WHAT THE TASK ASKS:
Begin at the line that contains "of the windshield" and quote each line exactly through the last one. Leave pictures out.

DATA EXTRACT:
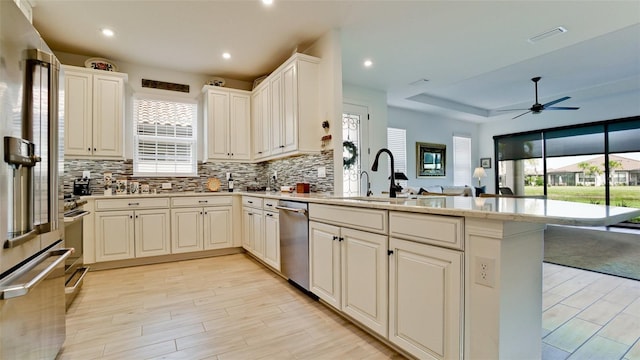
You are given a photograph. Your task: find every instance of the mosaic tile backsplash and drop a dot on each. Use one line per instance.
(291, 170)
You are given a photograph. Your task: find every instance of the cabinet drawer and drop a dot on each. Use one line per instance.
(270, 204)
(191, 201)
(430, 229)
(131, 203)
(252, 201)
(357, 218)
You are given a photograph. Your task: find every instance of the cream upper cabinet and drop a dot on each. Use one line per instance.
(227, 122)
(261, 121)
(93, 113)
(293, 108)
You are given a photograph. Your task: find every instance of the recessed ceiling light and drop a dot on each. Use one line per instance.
(107, 32)
(549, 33)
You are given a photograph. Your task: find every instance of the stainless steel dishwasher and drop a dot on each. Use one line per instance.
(294, 242)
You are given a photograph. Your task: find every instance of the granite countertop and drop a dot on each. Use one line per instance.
(499, 208)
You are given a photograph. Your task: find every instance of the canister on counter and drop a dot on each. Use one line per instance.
(302, 187)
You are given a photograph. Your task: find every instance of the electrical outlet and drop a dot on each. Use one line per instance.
(485, 271)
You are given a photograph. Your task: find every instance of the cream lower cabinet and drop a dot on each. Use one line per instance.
(271, 236)
(348, 270)
(252, 231)
(128, 234)
(426, 303)
(206, 227)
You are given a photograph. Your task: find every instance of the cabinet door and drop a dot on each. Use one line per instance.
(152, 232)
(78, 100)
(240, 126)
(247, 229)
(272, 239)
(289, 108)
(276, 114)
(217, 228)
(108, 116)
(324, 262)
(425, 299)
(186, 230)
(265, 110)
(114, 235)
(217, 125)
(257, 232)
(364, 278)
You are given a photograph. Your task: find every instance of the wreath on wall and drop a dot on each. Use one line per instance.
(349, 154)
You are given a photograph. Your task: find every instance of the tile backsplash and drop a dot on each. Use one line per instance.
(291, 170)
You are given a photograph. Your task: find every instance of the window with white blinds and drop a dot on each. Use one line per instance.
(164, 137)
(397, 144)
(461, 160)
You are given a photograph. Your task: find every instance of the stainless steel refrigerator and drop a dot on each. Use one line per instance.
(32, 302)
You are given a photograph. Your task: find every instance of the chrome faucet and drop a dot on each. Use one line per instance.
(369, 192)
(374, 167)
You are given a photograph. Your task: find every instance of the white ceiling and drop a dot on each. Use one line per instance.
(474, 53)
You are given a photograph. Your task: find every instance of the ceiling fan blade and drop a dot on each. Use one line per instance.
(556, 101)
(562, 108)
(513, 110)
(525, 113)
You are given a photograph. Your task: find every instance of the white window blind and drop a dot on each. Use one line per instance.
(397, 144)
(164, 137)
(461, 160)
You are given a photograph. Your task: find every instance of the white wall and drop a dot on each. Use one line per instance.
(376, 101)
(428, 128)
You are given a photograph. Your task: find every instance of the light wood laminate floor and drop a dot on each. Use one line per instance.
(226, 307)
(231, 307)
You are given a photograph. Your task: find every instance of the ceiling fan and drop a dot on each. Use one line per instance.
(537, 107)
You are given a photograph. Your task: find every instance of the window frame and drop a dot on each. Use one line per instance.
(192, 140)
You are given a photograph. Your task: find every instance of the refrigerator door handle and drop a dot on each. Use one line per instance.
(13, 291)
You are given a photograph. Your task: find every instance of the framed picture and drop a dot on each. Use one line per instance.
(430, 160)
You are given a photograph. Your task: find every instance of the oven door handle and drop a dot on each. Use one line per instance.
(13, 291)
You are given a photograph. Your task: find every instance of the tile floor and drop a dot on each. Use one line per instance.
(588, 315)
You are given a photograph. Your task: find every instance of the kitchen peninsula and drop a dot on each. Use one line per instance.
(438, 276)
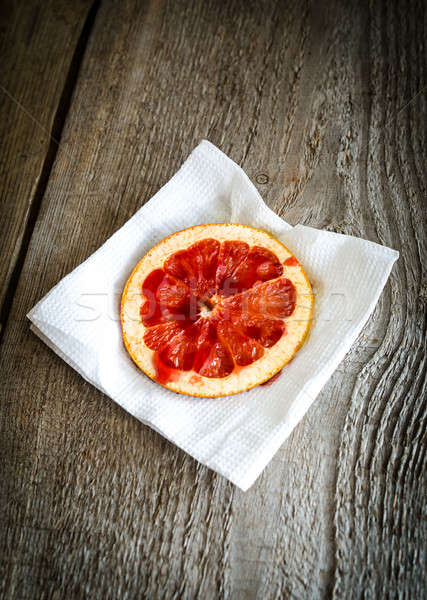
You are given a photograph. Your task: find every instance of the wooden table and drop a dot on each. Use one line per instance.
(324, 106)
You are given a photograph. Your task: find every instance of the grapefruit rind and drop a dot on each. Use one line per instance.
(242, 379)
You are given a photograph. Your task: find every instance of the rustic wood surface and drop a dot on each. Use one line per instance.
(38, 41)
(324, 106)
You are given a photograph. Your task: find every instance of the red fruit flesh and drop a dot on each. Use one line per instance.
(244, 350)
(233, 335)
(291, 262)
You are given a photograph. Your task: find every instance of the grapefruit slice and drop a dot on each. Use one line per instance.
(215, 309)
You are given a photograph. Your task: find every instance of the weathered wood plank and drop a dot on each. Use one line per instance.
(37, 43)
(97, 504)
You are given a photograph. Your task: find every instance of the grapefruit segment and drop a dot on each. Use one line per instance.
(260, 265)
(215, 309)
(244, 350)
(272, 299)
(231, 255)
(181, 350)
(158, 336)
(265, 331)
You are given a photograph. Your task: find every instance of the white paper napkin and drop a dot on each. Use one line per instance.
(237, 435)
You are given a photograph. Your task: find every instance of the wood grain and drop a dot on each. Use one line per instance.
(37, 43)
(324, 105)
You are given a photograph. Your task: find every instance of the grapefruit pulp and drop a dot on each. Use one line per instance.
(215, 309)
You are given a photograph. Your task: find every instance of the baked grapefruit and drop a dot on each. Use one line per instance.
(215, 309)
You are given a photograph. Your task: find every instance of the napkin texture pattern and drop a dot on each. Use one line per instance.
(238, 435)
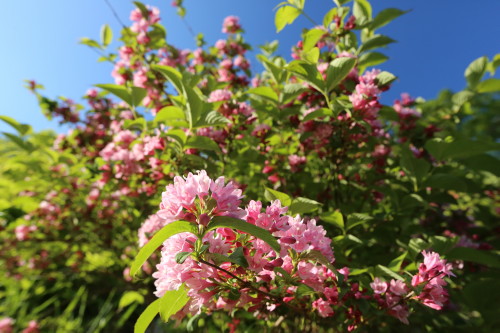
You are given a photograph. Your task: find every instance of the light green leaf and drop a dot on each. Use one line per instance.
(384, 78)
(303, 205)
(285, 15)
(374, 42)
(106, 35)
(362, 10)
(165, 233)
(323, 112)
(130, 297)
(475, 71)
(311, 56)
(173, 301)
(338, 70)
(488, 85)
(284, 198)
(311, 38)
(383, 270)
(372, 59)
(233, 223)
(334, 218)
(266, 92)
(395, 264)
(201, 143)
(386, 16)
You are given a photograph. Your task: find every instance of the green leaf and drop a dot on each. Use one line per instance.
(356, 219)
(311, 38)
(285, 15)
(147, 317)
(233, 223)
(266, 92)
(284, 198)
(168, 114)
(303, 205)
(238, 257)
(384, 78)
(311, 56)
(181, 257)
(117, 90)
(334, 218)
(137, 95)
(106, 35)
(201, 143)
(142, 8)
(416, 167)
(90, 42)
(165, 233)
(22, 129)
(307, 72)
(213, 118)
(375, 42)
(323, 112)
(386, 16)
(383, 270)
(317, 256)
(362, 10)
(173, 301)
(488, 86)
(473, 255)
(130, 297)
(338, 70)
(475, 71)
(395, 264)
(372, 59)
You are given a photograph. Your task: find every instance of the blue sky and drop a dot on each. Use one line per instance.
(436, 42)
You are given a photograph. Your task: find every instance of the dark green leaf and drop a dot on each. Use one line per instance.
(338, 70)
(165, 233)
(147, 317)
(233, 223)
(173, 301)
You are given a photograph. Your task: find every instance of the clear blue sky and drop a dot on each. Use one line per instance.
(436, 41)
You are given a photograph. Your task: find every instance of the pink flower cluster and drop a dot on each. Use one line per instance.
(231, 25)
(431, 273)
(197, 199)
(429, 280)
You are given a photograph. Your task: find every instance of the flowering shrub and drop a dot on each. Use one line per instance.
(341, 193)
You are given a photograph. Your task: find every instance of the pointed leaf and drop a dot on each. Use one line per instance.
(233, 223)
(165, 233)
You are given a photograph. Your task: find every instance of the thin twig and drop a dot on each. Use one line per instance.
(115, 14)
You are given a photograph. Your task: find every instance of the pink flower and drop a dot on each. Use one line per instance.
(32, 327)
(323, 307)
(6, 325)
(398, 287)
(231, 24)
(378, 286)
(22, 231)
(220, 95)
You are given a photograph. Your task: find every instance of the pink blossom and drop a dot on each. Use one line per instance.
(32, 327)
(220, 95)
(323, 307)
(231, 24)
(6, 325)
(378, 286)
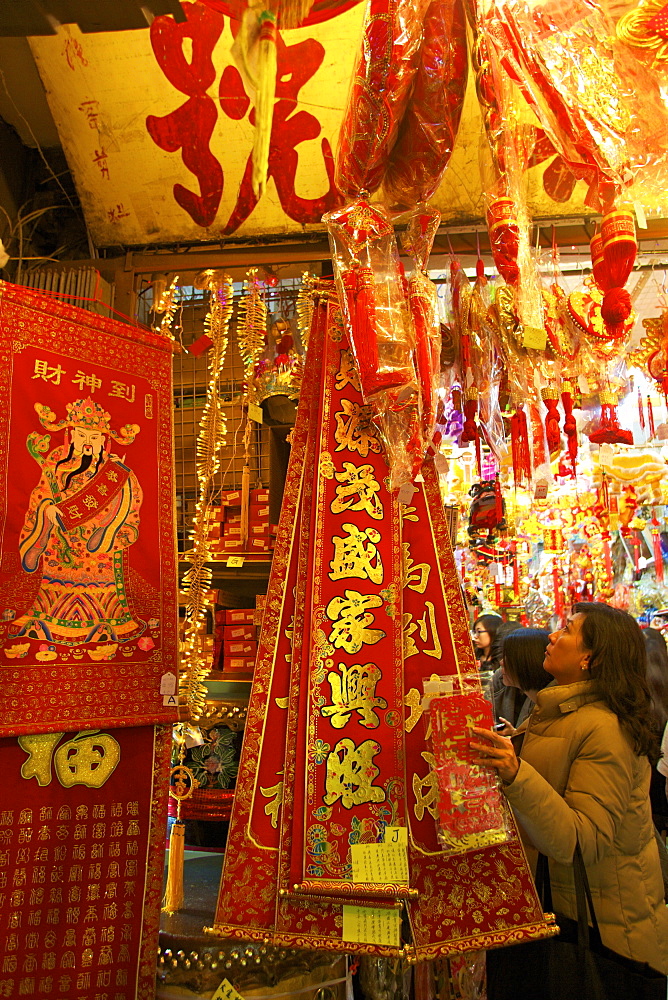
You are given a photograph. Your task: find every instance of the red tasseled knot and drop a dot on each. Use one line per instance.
(616, 307)
(552, 431)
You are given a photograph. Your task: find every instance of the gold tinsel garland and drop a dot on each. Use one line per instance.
(212, 429)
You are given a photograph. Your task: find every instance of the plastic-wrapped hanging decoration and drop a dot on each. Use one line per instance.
(423, 301)
(570, 426)
(620, 247)
(550, 395)
(471, 431)
(519, 438)
(370, 283)
(608, 430)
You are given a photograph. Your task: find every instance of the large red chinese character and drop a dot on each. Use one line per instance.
(296, 65)
(191, 126)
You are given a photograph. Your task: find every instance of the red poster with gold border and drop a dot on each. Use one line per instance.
(87, 537)
(82, 838)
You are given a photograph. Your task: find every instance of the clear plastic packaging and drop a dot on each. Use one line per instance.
(379, 94)
(429, 126)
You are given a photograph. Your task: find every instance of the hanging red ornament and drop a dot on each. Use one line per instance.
(470, 430)
(608, 430)
(620, 247)
(504, 238)
(519, 439)
(650, 419)
(570, 426)
(550, 395)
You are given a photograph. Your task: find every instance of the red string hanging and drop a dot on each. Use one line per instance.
(608, 430)
(504, 238)
(650, 419)
(570, 426)
(553, 434)
(470, 430)
(519, 439)
(656, 546)
(620, 247)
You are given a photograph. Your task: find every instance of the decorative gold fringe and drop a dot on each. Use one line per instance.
(212, 429)
(173, 900)
(245, 500)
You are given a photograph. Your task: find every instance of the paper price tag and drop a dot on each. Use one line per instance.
(371, 925)
(226, 992)
(535, 337)
(255, 412)
(406, 492)
(396, 835)
(168, 683)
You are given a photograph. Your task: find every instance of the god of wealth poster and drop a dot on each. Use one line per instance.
(88, 561)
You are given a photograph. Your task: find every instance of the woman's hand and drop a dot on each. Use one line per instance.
(497, 752)
(508, 728)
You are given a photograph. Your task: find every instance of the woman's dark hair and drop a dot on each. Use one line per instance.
(618, 668)
(523, 655)
(657, 675)
(491, 624)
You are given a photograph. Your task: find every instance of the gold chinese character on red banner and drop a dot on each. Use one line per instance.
(356, 555)
(354, 691)
(350, 774)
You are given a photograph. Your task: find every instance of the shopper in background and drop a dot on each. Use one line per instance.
(484, 633)
(523, 672)
(584, 778)
(657, 681)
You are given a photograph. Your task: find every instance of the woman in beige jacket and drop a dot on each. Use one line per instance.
(584, 775)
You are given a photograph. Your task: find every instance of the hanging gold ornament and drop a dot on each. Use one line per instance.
(212, 429)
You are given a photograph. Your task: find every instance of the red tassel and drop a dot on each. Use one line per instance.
(650, 419)
(552, 432)
(620, 247)
(470, 430)
(656, 546)
(519, 439)
(504, 238)
(570, 426)
(538, 438)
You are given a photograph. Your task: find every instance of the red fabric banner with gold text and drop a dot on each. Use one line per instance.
(88, 560)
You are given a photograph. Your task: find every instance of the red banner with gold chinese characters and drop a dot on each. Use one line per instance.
(333, 835)
(82, 834)
(88, 559)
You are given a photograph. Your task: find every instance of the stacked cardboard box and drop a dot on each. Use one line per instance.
(224, 527)
(235, 641)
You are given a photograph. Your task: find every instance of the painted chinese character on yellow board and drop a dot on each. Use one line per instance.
(427, 630)
(350, 774)
(357, 490)
(89, 758)
(355, 430)
(351, 619)
(356, 555)
(354, 690)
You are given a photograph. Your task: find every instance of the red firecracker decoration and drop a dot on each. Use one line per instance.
(608, 430)
(519, 439)
(504, 238)
(620, 247)
(470, 430)
(570, 426)
(656, 546)
(552, 432)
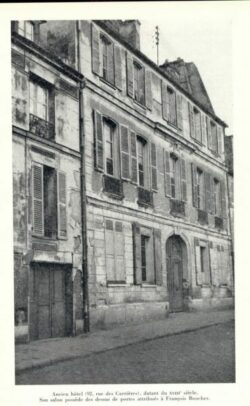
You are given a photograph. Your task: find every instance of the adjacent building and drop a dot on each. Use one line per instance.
(154, 195)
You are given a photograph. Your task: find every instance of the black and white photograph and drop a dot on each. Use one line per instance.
(123, 238)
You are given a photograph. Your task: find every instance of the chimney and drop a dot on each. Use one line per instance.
(130, 30)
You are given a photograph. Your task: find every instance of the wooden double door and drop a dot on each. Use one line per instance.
(51, 307)
(175, 273)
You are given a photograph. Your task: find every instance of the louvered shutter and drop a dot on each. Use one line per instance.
(148, 89)
(118, 67)
(153, 167)
(209, 137)
(191, 120)
(183, 180)
(98, 144)
(203, 130)
(167, 180)
(158, 257)
(133, 157)
(124, 144)
(137, 253)
(130, 76)
(62, 213)
(110, 65)
(95, 50)
(179, 111)
(38, 215)
(194, 185)
(165, 101)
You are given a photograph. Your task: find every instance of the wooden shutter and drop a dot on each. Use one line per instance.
(179, 111)
(95, 50)
(167, 180)
(130, 75)
(203, 130)
(153, 167)
(183, 180)
(110, 65)
(194, 185)
(133, 157)
(62, 213)
(165, 101)
(137, 253)
(148, 89)
(191, 120)
(118, 67)
(125, 170)
(158, 257)
(37, 195)
(209, 140)
(98, 145)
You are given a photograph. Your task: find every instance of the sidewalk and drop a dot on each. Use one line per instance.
(46, 352)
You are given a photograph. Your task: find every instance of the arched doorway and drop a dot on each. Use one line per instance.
(176, 271)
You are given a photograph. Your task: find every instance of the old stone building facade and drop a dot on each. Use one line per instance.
(157, 236)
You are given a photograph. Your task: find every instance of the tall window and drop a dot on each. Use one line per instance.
(141, 161)
(26, 29)
(139, 83)
(108, 131)
(39, 101)
(172, 116)
(200, 190)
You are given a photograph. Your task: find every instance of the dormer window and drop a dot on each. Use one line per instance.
(26, 29)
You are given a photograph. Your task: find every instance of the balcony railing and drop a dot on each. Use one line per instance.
(113, 187)
(218, 222)
(145, 197)
(202, 217)
(42, 128)
(177, 207)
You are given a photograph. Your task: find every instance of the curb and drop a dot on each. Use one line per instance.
(48, 362)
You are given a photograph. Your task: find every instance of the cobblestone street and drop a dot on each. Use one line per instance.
(202, 356)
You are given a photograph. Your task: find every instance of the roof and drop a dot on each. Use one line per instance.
(105, 24)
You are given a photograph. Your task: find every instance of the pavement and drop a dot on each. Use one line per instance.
(48, 352)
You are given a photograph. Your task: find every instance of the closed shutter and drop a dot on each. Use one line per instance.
(125, 172)
(194, 185)
(133, 157)
(95, 50)
(165, 101)
(118, 67)
(183, 180)
(130, 76)
(209, 135)
(148, 89)
(37, 195)
(153, 167)
(137, 253)
(62, 214)
(110, 65)
(203, 130)
(179, 111)
(158, 257)
(167, 180)
(99, 161)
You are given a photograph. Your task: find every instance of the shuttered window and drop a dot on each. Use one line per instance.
(49, 202)
(114, 246)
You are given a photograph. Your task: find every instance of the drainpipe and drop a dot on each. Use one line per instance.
(83, 192)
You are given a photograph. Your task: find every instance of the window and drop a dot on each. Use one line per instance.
(49, 202)
(115, 258)
(171, 96)
(139, 83)
(200, 190)
(107, 59)
(26, 29)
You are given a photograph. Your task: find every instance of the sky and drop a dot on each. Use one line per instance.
(206, 42)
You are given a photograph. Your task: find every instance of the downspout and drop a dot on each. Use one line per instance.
(83, 191)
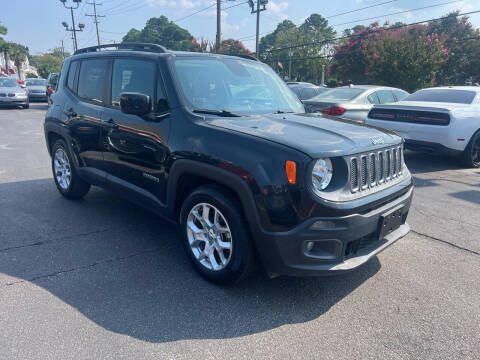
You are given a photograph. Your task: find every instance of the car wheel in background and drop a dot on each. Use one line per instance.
(471, 154)
(66, 178)
(216, 236)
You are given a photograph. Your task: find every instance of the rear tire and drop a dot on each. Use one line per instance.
(471, 154)
(220, 250)
(65, 175)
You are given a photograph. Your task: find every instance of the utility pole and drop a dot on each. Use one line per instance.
(219, 25)
(94, 3)
(290, 54)
(74, 29)
(261, 6)
(323, 74)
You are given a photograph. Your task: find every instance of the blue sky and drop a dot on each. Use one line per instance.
(37, 23)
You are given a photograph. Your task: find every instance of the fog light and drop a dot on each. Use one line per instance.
(309, 246)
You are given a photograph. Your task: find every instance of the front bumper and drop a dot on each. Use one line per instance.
(13, 101)
(33, 96)
(342, 243)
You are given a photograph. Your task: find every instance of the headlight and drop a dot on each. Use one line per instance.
(321, 174)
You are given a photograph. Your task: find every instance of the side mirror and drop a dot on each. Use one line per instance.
(135, 103)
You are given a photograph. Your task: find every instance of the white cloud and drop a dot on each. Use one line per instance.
(278, 8)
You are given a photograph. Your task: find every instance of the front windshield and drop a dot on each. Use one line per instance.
(343, 94)
(235, 85)
(37, 82)
(8, 82)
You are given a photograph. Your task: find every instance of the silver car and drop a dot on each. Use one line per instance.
(354, 101)
(11, 93)
(37, 89)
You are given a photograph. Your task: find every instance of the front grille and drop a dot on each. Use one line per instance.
(375, 168)
(410, 116)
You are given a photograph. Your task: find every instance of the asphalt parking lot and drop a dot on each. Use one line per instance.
(102, 278)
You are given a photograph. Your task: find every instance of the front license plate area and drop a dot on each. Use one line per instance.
(390, 221)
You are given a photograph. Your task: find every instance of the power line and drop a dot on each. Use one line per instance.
(356, 50)
(329, 17)
(128, 8)
(195, 13)
(399, 12)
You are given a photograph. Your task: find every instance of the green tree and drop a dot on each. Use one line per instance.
(463, 42)
(18, 54)
(291, 42)
(408, 58)
(233, 47)
(48, 63)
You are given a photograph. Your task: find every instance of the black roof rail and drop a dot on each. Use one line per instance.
(125, 46)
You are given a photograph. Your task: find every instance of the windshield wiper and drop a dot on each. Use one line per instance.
(224, 113)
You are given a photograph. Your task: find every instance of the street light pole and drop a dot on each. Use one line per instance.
(263, 4)
(219, 26)
(290, 54)
(74, 29)
(94, 3)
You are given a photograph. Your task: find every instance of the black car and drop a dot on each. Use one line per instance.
(244, 177)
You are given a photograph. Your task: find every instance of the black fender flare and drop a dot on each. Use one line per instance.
(217, 175)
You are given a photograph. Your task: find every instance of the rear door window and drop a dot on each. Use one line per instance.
(443, 95)
(71, 75)
(400, 94)
(373, 98)
(91, 80)
(132, 75)
(385, 96)
(340, 94)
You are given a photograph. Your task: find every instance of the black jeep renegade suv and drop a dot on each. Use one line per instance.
(220, 145)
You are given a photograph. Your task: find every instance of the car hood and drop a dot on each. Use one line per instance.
(422, 105)
(11, 89)
(37, 87)
(313, 134)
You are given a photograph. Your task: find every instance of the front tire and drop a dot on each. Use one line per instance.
(471, 154)
(66, 177)
(216, 237)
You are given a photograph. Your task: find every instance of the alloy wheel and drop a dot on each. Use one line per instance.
(62, 169)
(209, 236)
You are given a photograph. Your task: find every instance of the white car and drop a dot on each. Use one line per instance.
(441, 119)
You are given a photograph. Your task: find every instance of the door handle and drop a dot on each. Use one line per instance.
(110, 123)
(70, 113)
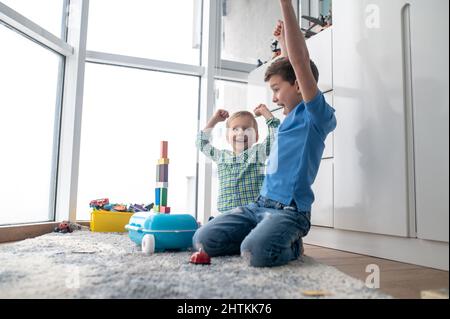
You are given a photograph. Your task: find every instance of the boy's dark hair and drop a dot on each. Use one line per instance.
(283, 68)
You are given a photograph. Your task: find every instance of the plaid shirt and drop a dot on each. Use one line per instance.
(240, 176)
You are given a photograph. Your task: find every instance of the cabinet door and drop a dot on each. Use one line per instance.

SOLUTION TO THIS TASK:
You are given a photograph. Your task: find every instance of the windshield wiper and drop a dot on each. Use one line per instance.
(224, 113)
You are given a photograph. Your task: find every instance of the street light pole and drop a dot on each. Use one line per instance.
(263, 4)
(219, 26)
(290, 54)
(74, 29)
(94, 3)
You are given a photograph. Your task: find every instance of the black car and drop a dot on each. Use one line per instance.
(244, 177)
You are given a photograph. Your task: find every instance of the black fender flare and drop a dot on each. Use one line per instance.
(217, 175)
You are given a photograph. Your task: find every instance of the rear door window and drop a dot on each. Use one line per instance.
(443, 95)
(71, 75)
(400, 94)
(373, 98)
(91, 80)
(132, 75)
(385, 96)
(340, 94)
You are given a photograph. Your task: find every instance of the black jeep renegade suv and drop a dot on each. Use one line per instance.
(220, 145)
You are given a photograph. Your task: find every instance of the car hood and drop a dot on each. Use one line per instance.
(422, 105)
(11, 89)
(37, 87)
(313, 134)
You are given a photograph. Your task: find every instance of the front tire and drop a dot on each. Use one line per instance.
(471, 154)
(66, 177)
(216, 237)
You are given a photograph. Your task: find every instance of the alloy wheel and drop a dot on each. Use one line per instance.
(62, 169)
(209, 236)
You are given a photograph. Your task: find every instance of the white car and drop a dot on each. Use one line per instance.
(441, 119)
You are given a photograph. Your task: find every instance of the door handle and drop a dot on each. Use one line per instance.
(110, 123)
(70, 113)
You are given a photograph. Your task: find every instance of the boy's dark hair and drop a dot on each. Use one line per instance.
(283, 68)
You are given a photograph. Your task: find every instance of the plaid shirt and drop a dot on each. Use one line per instance.
(240, 176)
You are given a photograph. Your task: find every instance of the cabinet door and drop a dot on each. Use one line per instance.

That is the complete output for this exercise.